Do this: Please write out the material below exactly as given.
## BEGIN Records for this exercise
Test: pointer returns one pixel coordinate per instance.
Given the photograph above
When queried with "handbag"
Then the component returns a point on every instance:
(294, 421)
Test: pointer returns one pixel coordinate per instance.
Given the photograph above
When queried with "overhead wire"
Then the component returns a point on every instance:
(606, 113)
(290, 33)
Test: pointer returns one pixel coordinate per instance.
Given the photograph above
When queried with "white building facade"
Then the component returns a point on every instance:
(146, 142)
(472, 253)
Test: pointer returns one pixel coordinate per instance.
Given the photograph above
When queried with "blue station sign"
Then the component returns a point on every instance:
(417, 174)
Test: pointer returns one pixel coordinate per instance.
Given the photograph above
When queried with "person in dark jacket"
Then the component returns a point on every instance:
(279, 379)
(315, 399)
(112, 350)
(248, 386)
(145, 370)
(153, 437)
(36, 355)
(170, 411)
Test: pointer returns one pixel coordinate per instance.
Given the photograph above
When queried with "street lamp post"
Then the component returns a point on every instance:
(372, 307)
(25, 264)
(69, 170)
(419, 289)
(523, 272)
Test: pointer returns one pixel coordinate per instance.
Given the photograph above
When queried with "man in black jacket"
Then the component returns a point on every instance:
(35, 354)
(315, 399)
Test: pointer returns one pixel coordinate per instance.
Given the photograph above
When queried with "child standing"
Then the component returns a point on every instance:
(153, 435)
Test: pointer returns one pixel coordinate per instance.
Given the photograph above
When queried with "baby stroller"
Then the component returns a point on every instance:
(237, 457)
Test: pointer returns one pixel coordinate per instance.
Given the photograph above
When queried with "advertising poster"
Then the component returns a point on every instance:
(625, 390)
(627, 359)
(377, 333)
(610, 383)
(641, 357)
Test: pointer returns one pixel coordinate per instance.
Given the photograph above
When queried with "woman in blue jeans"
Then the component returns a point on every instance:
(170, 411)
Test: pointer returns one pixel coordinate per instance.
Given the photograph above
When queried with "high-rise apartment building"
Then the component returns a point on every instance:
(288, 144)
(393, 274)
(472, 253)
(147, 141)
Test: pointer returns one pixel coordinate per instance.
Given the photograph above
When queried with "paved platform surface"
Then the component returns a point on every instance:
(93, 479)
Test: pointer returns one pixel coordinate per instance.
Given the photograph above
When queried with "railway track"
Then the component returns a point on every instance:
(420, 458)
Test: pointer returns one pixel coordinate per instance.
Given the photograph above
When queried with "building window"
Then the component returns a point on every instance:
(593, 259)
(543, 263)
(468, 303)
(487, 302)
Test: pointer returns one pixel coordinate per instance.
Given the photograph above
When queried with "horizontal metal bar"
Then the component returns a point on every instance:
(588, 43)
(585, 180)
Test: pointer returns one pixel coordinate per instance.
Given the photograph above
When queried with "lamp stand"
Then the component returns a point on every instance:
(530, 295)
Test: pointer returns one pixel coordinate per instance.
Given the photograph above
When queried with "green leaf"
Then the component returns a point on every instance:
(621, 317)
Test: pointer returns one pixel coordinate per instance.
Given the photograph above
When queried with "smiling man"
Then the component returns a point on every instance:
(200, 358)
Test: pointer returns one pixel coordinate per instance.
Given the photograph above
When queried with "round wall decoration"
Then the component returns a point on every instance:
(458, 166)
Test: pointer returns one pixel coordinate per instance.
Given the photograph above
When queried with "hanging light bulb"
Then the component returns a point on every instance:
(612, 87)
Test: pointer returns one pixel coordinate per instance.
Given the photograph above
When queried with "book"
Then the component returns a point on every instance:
## END Records for this exercise
Worked solution:
Test: pointer returns one pixel coordinate per instance.
Given the photograph above
When queried with "handbag"
Then the component returns a point on every instance:
(294, 421)
Test: pointer returns one pixel coordinate per instance.
Given the photograph above
When queried with "overhead wire"
Then the component returns a point on every instance:
(606, 113)
(290, 33)
Test: pointer returns one pixel coordinate per instance.
Given the photograph above
When queried with "white building facade"
Then the component returns a point on every instance:
(146, 142)
(472, 253)
Test: pointer returns one pixel coordinate per instance.
Given the photograph above
When queried with "blue station sign"
Then the component returns a point on every instance:
(417, 174)
Test: pointer returns one pixel coordinate per instance.
Given the photograph above
When queried with "person in dark jacket"
Then the component returns a point on every instance:
(279, 379)
(315, 399)
(112, 350)
(248, 386)
(145, 370)
(153, 437)
(36, 355)
(170, 411)
Test: pointer returns one pixel coordinate per instance.
Given the photograph above
When queried with "street lamp post"
Then the component returns a point on every instance:
(372, 307)
(25, 264)
(69, 170)
(419, 289)
(523, 272)
Test: pointer returns one pixel coordinate per instance.
Given the photograph above
When queried with "man in black jacket"
Then the component returns a point on every instance:
(35, 354)
(315, 399)
Test: pointer returns one pixel coordinate per instance.
Given the photograph above
When queried with "child standing"
Then the component returns a point on every instance:
(153, 435)
Test: pointer returns one pixel coordinate per instance.
Given the photograph above
When queried with "baby stroller"
Then the component returns a point on every instance:
(237, 457)
Test: pointer returns one pixel coordinate per instance.
Given the photograph above
When queried with "advertising poster"
Then the component returns a point on every instance:
(625, 390)
(627, 359)
(377, 333)
(610, 383)
(641, 357)
Test: pointer returns one pixel coordinate per instance.
Given the photograph above
When queried with "woman in blue jeans"
Then the component returns a point on every instance:
(170, 411)
Test: pointer returns one pixel coordinate per instance.
Given the photograph above
When queried with "high-rise apartment building"
Then the component returns a point on every instance:
(288, 144)
(393, 274)
(472, 253)
(147, 141)
Test: pointer returns one pixel coordinate per instance.
Given the photograph above
When queried with "paved platform surface"
Then the component returns a point on every instance:
(93, 479)
Test: pointer returns one pixel coordinate per instance.
Given the photograph above
When queried with "railway track"
Then the component returns a point on every instance:
(420, 458)
Test: pointer returns one pixel coordinate per instance.
Given the photograph above
When queried with "building window"
Then the component returns a point on every instance:
(593, 259)
(543, 263)
(468, 303)
(487, 302)
Test: pointer returns one pixel coordinate per instance.
Given the photograph above
When queried with "horizontal metal bar"
Then the component returns a point on every instance:
(588, 43)
(585, 180)
Test: pointer returns one pixel coordinate per instance.
Given the photograph above
When queried with "lamp stand"
Then the component returns a point on every instance:
(530, 295)
Test: pointer returns one pixel coordinate per instance.
Given the photograph above
When queried with "green leaf"
Then the component returns a point on every instance:
(621, 317)
Test: pointer returns one pixel coordinate per instance.
Given the photograph above
When queried with "smiling man"
Then the component returns a point on every instance:
(200, 358)
Test: pointer returns one pixel coordinate per instance.
Given the photograph above
When queried with "round wall decoration"
Then the component returns a point on every instance:
(458, 166)
Test: pointer returns one pixel coordinate per instance.
Given the photograph above
When queried with "hanging light bulb"
Then the component returns a point on every instance:
(612, 87)
Test: pointer returns one pixel coordinate per instance.
Given the photograph above
When queried with "book"
Then the component returns a point on every instance:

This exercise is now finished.